• [Selected text]:
1) If you are going to perist over versions do it like this:

typedef struct {
    int width;
    int height;
    uint8_t rate;
    uint8_t mapper[24];
} eeLayout_t;

Then in later versions always add "new stuff" to the end of the struct. The existing members are going to have the same layout.

 

2) If you are really going to allocate locations yourself then do NOT hard code offsets like "33" in your code. Instead do it methodically:

#define EE_WIDTH_LOC 0
#define EE_HEIGHT_LOC     EE_WIDTH_LOC  + sizeof(int)
#define EE_RATE_LOC       EE_HEIGHT_LOC + sizeof(int)
#define EE_MAPPER_LOC     EE_RATE_LOC   + sizeof(uint8_t)
#define EE_NEXTTHING_LOC  EE_MAPPER_LOC + 24 * sizeof(uint8_t)
etc.

(and actually the hard coded 24 there is probably wrong - the dimension of mapper[] should be defined just once and then that define used wherever 24 (or whatever) would then appear).

 

Later:

eeprom_update_block(EE_MAPPER_LOC, mapper, sizeof(mapper));

(+ throw in casts as the compiler may require)

• [Exercise set]:
1. Translate this sentence from the EEPROM layout advice into Spanish: "The existing members are going to have the same layout."
2. Please rewrite the paragraph of the EEPROM layout advice that begins "2) If you are really going to allocate" in a shorter form that keeps its main points.
3. In the EEPROM layout advice, which function call writes the mapper data to its location?

(Rows of an object-pointing dataset)

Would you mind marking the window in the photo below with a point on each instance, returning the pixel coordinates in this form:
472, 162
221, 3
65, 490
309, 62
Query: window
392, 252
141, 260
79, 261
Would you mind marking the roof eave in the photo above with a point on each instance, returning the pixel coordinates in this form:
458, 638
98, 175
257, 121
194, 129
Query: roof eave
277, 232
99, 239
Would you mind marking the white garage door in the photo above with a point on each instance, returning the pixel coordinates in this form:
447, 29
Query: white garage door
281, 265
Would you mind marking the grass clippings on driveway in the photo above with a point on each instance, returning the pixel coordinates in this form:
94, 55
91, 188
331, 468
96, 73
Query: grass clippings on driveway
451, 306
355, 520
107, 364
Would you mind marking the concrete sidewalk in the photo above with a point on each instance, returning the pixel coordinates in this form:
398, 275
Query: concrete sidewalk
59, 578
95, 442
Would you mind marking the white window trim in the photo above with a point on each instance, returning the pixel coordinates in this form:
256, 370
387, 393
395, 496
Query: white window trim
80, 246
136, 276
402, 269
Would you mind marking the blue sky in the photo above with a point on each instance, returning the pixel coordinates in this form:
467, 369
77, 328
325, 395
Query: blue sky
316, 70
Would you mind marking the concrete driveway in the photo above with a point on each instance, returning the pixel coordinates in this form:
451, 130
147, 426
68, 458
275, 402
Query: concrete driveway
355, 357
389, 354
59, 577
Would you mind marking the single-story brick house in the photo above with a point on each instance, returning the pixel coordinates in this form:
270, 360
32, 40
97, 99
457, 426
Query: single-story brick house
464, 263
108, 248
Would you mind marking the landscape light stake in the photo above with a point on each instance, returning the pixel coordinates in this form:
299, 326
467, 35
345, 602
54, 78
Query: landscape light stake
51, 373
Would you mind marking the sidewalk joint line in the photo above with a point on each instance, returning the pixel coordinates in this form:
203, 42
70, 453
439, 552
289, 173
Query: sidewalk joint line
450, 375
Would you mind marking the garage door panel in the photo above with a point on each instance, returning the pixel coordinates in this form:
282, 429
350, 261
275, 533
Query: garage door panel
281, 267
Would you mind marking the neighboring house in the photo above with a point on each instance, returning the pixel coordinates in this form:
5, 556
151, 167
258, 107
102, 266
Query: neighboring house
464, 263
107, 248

• [Replies]:
1. Los miembros existentes van a tener la misma disposición.

2. If you assign locations yourself, don't hard-code offsets such as "33"; define them methodically instead.

3. eeprom_update_block(EE_MAPPER_LOC, mapper, sizeof(mapper));